# [ABOUT THIS EXERCISE]
An exact, complete copy of the entries that follow is needed.

┌─ PROVIDED DATA

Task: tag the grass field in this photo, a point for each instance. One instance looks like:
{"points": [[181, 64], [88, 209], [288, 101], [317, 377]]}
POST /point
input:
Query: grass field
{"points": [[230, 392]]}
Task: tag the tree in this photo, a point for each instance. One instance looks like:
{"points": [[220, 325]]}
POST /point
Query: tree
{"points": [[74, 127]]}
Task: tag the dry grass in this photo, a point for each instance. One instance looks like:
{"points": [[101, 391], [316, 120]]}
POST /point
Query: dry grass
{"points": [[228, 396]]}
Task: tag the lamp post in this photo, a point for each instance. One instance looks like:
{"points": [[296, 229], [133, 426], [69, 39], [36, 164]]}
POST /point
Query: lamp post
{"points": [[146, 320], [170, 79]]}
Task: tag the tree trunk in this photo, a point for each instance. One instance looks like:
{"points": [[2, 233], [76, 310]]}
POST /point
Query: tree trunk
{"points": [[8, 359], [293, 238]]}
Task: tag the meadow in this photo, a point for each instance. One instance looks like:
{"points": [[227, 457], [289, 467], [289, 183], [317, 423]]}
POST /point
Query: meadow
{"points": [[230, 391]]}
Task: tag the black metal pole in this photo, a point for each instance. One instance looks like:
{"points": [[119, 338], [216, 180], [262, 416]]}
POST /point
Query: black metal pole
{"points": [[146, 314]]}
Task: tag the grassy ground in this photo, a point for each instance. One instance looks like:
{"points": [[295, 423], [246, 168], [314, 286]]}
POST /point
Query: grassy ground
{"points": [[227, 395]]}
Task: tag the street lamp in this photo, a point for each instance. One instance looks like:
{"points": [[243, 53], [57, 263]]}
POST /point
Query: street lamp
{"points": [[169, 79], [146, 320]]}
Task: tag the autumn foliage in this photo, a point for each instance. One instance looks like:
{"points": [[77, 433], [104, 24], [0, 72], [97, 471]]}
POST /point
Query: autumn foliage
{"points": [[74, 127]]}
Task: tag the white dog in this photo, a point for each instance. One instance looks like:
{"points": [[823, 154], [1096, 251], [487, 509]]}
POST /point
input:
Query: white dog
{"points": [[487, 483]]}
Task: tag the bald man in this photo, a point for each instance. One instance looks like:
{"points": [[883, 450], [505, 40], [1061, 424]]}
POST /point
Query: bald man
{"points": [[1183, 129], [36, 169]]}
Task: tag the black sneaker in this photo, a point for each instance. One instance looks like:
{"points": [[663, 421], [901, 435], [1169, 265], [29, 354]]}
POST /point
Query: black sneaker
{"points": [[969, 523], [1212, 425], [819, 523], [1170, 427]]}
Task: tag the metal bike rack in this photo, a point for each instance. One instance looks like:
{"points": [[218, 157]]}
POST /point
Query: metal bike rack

└─

# [EXERCISE ANSWER]
Task: tag the grass field in this photo, a point for each instance. One instance looks like:
{"points": [[181, 64], [88, 209], [288, 101], [317, 377]]}
POST /point
input:
Query: grass field
{"points": [[230, 392]]}
Task: tag the tree in this photo, a point for each instance. One instance looks like:
{"points": [[220, 325]]}
POST /point
Query: tree
{"points": [[74, 127]]}
Task: tag the dry grass in this photo, a point for each instance. One instance looks like:
{"points": [[101, 391], [316, 120]]}
POST /point
Query: dry grass
{"points": [[228, 396]]}
Task: tag the lamp post in this photo, a point for each instance. One instance looks like:
{"points": [[296, 229], [133, 426], [69, 39], [36, 164]]}
POST /point
Query: lamp post
{"points": [[146, 320], [170, 79]]}
Task: tag the tree trunk in this photo, a point for each instance. One instance looks like:
{"points": [[2, 233], [76, 310]]}
POST /point
Query: tree trunk
{"points": [[8, 359], [293, 238]]}
Task: tag the meadow in this photo, a point for each instance. One instance looks like:
{"points": [[227, 457], [289, 467], [289, 183], [317, 423]]}
POST /point
Query: meadow
{"points": [[230, 391]]}
Task: tag the black metal pole in this photo, a point for each instance. One instance looks like:
{"points": [[119, 338], [216, 180], [262, 416]]}
POST /point
Query: black metal pole
{"points": [[146, 314]]}
Task: tag the grassy ground in this photo, a point for each instance. One instance looks like:
{"points": [[295, 423], [246, 168], [314, 286]]}
POST /point
Query: grassy ground
{"points": [[227, 395]]}
Task: tag the street lamp in this photo, a point for each instance. One instance looks like:
{"points": [[243, 53], [57, 263]]}
POST /point
Query: street lamp
{"points": [[169, 79], [146, 320]]}
Task: tag the autumn foliage in this photo, a point for each instance. One instance looks like:
{"points": [[77, 433], [104, 24], [0, 72], [97, 471]]}
POST /point
Query: autumn foliage
{"points": [[74, 127]]}
Task: tag the white dog in this photo, a point for each instance. One instance looks like:
{"points": [[823, 154], [1096, 251], [487, 509]]}
POST /point
input:
Query: white dog
{"points": [[487, 483]]}
Task: tag the bald man in this photo, a point for each instance. One instance looks like:
{"points": [[883, 450], [505, 40], [1061, 424]]}
POST /point
Query: bald man
{"points": [[1183, 129], [36, 169]]}
Task: tag the black sneaker in this photo, a point for each instance. One instance looks like:
{"points": [[663, 421], [901, 435], [1169, 265], [29, 354]]}
POST /point
Query: black sneaker
{"points": [[969, 523], [1212, 425], [819, 523], [1170, 427]]}
Task: tag the metal bike rack in this photo, a point for each instance. One instance looks like:
{"points": [[218, 157]]}
POST /point
Query: metal bike rack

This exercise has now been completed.